Casa dei miei carissimi genitori, prima settimana di dicembre, colonna sonora “Tu scendi dalle stelle” dalla vecchia musicassetta che mia madre frusta ossessivamente per tutto il periodo natalizio, da almeno vent’anni.
Ah, la magia del natale!
Il riscoprire le calde e rassicuranti abitudini della casa familiare da cui mi sono allontanato, mettendo una distanza minima di sicurezza di circa 80 km!
I pasti pantagruelici, il diger seltz, l’albero, i canti, i parenti che non vedi mai ma che dovrebbero starti simpatici in virtù di non si sa quale vincolo di sangue, il gatto che non manca mai di pisciarmi sulla giacca.
In una parola, le tradizioni!
Ed è proprio per onorare il senso delle tradizioni che contagiano anche me che, finalmente, dopo più di una stagione di grigia puntualità, mi regalo e vi regalo uno scoppiettante roboante ritardo, come ai bei vecchi tempi.
Poi a Natale si sa, siamo tutti più buoni, persino la cucina di mia madre.

════════

--- COMPITI ---
1) Puoi citare alla lettera il testo sul Natale in famiglia, da "Casa dei miei" giù fino a "da almeno vent’anni."?
2) Quali cose elenca il testo sul Natale in famiglia nella frase che comincia con "I pasti pantagruelici"?
3) Come prosegue il testo sul Natale in famiglia dopo l'ultima frase? Scrivine il seguito.

--- DATI MOSTRATI ---
════════

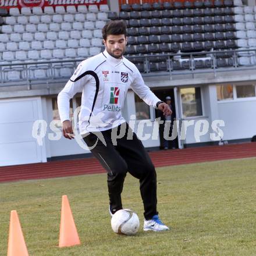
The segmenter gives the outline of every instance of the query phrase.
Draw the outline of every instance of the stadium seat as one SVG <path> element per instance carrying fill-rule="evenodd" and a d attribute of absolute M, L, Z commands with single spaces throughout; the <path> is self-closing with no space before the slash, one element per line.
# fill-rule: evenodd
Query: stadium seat
<path fill-rule="evenodd" d="M 52 22 L 52 15 L 42 15 L 41 16 L 41 23 L 45 23 L 45 24 L 49 24 Z"/>
<path fill-rule="evenodd" d="M 87 13 L 88 12 L 87 7 L 86 6 L 86 5 L 78 5 L 77 12 L 79 13 Z"/>
<path fill-rule="evenodd" d="M 30 49 L 29 42 L 19 42 L 19 49 L 22 51 L 29 51 Z"/>
<path fill-rule="evenodd" d="M 53 41 L 47 40 L 43 42 L 44 49 L 53 49 L 55 48 L 55 44 Z"/>
<path fill-rule="evenodd" d="M 40 41 L 33 41 L 31 42 L 31 48 L 34 50 L 42 50 L 42 42 Z"/>

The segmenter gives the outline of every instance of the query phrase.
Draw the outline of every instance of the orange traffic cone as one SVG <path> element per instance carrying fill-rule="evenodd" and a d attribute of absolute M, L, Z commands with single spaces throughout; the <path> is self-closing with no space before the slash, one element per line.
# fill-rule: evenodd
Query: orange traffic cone
<path fill-rule="evenodd" d="M 16 211 L 11 211 L 7 256 L 29 256 Z"/>
<path fill-rule="evenodd" d="M 66 195 L 62 195 L 59 247 L 80 244 L 79 236 Z"/>

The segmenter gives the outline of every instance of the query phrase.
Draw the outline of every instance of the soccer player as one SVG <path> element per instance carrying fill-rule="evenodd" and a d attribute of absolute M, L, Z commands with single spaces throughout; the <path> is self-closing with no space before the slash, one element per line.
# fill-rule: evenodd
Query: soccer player
<path fill-rule="evenodd" d="M 146 104 L 158 108 L 163 115 L 169 115 L 172 111 L 145 84 L 136 66 L 123 56 L 127 44 L 126 24 L 120 20 L 109 22 L 102 29 L 102 37 L 105 50 L 82 61 L 58 95 L 63 136 L 73 138 L 69 101 L 82 91 L 79 130 L 93 154 L 107 171 L 111 216 L 123 208 L 121 193 L 129 172 L 140 181 L 144 230 L 169 230 L 157 210 L 155 168 L 141 141 L 122 116 L 121 110 L 130 87 Z"/>

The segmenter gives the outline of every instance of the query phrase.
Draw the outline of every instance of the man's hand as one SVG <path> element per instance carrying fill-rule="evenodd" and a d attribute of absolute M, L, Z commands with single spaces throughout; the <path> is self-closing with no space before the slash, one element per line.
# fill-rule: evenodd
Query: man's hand
<path fill-rule="evenodd" d="M 73 135 L 72 123 L 69 120 L 65 120 L 63 122 L 62 132 L 63 135 L 65 138 L 68 138 L 69 140 L 74 138 L 74 136 Z"/>
<path fill-rule="evenodd" d="M 172 113 L 169 105 L 165 102 L 161 103 L 158 105 L 158 109 L 162 111 L 163 113 L 163 115 L 165 116 L 170 116 Z"/>

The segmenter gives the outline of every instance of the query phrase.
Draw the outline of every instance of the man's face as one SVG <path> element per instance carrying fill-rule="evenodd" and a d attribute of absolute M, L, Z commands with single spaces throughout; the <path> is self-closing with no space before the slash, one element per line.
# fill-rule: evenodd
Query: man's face
<path fill-rule="evenodd" d="M 106 40 L 103 40 L 106 51 L 116 59 L 122 59 L 125 52 L 126 38 L 125 35 L 108 35 Z"/>

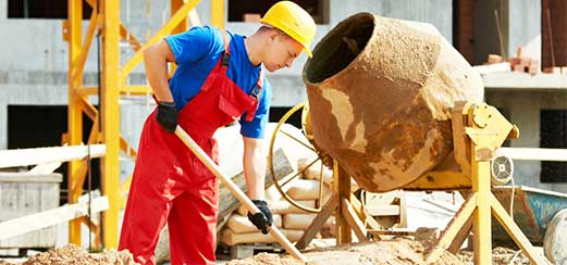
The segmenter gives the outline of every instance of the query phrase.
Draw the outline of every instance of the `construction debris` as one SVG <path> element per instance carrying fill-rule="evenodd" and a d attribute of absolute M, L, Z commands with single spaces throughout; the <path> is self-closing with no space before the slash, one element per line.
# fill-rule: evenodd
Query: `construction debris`
<path fill-rule="evenodd" d="M 474 264 L 474 253 L 469 250 L 460 251 L 458 257 L 465 265 Z M 530 261 L 519 250 L 497 247 L 492 250 L 493 265 L 529 265 Z"/>
<path fill-rule="evenodd" d="M 102 253 L 87 253 L 75 244 L 67 244 L 62 248 L 56 248 L 48 252 L 41 252 L 21 263 L 21 265 L 56 265 L 56 264 L 74 264 L 74 265 L 135 265 L 132 253 L 128 251 L 108 251 Z M 0 265 L 15 265 L 9 262 L 0 261 Z"/>
<path fill-rule="evenodd" d="M 309 265 L 318 264 L 341 264 L 341 265 L 358 265 L 358 264 L 384 264 L 384 265 L 404 265 L 404 264 L 423 264 L 426 248 L 412 240 L 394 239 L 384 240 L 372 243 L 347 244 L 335 248 L 318 249 L 312 252 L 305 253 Z M 231 261 L 227 265 L 304 265 L 288 256 L 280 256 L 276 254 L 260 253 L 254 257 L 238 261 Z M 436 263 L 436 265 L 460 265 L 463 264 L 458 257 L 445 252 Z"/>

════════

--- RISPOSTE PER COMPITO ---
1)
Casa dei miei carissimi genitori, prima settimana di dicembre, colonna sonora “Tu scendi dalle stelle” dalla vecchia musicassetta che mia madre frusta ossessivamente per tutto il periodo natalizio, da almeno vent’anni.

2) I pasti pantagruelici, il diger seltz, l'albero, i canti, i parenti che non vedi mai ma che dovrebbero starti simpatici e il gatto che non manca mai di pisciare sulla giacca.

3)
Quindi nemmeno io posso esimermi dai candidi sentimenti di cui è pregno dicembre e ho pensato bene di rovinarvi il cenone della vigilia con una sana dose di indigesto rock satanico al 100% direttamente dalla Palude Pontina.
Si perchè questo mese, per chi ancora non li conoscesse, vi parlerò dei Bone Machine, gruppo rock psychobilly totalmente made in Italy che si fa onore in patria e, caso più unico che raro, ci fa onore all’estero.
Per chi di voi invece li conoscesse già, non dirò nulla di nuovo, ma si mettesse lo stesso in silenzio a leggere, se non altro per gratificare il mio smisurato senso dell’ego.
Qualcuno potrebbe obiettare che un gruppo psychobilly, per quanto bravo, c’entra poco con una rivista che tratta prettamente cinema, al che io potrei controbattere che a margine della testata di Taxidrivers c’è scritto “cinema e cultura metropolitana” e detto genere musicale rientra a pieno titolo sotto la dicitura “cultura metropolitana”.
Tuttavia preferisco chiudere in anticipo ogni dotta disquisizione che potrebbe scaturire da questa mia affermazione, tagliando la testa al toro e dicendo che nella mia rubrica ho sempre fatto un po’ come mi pare, ovviamente entro i limiti demiurgicamente imposti dal grande capo, l’unica entità soprannaturale che io riconosca, essendo per il resto ateo marcio fino al midollo.
In più non è mica vero che i Bone machine con il cinema non c’azzeccano sapete?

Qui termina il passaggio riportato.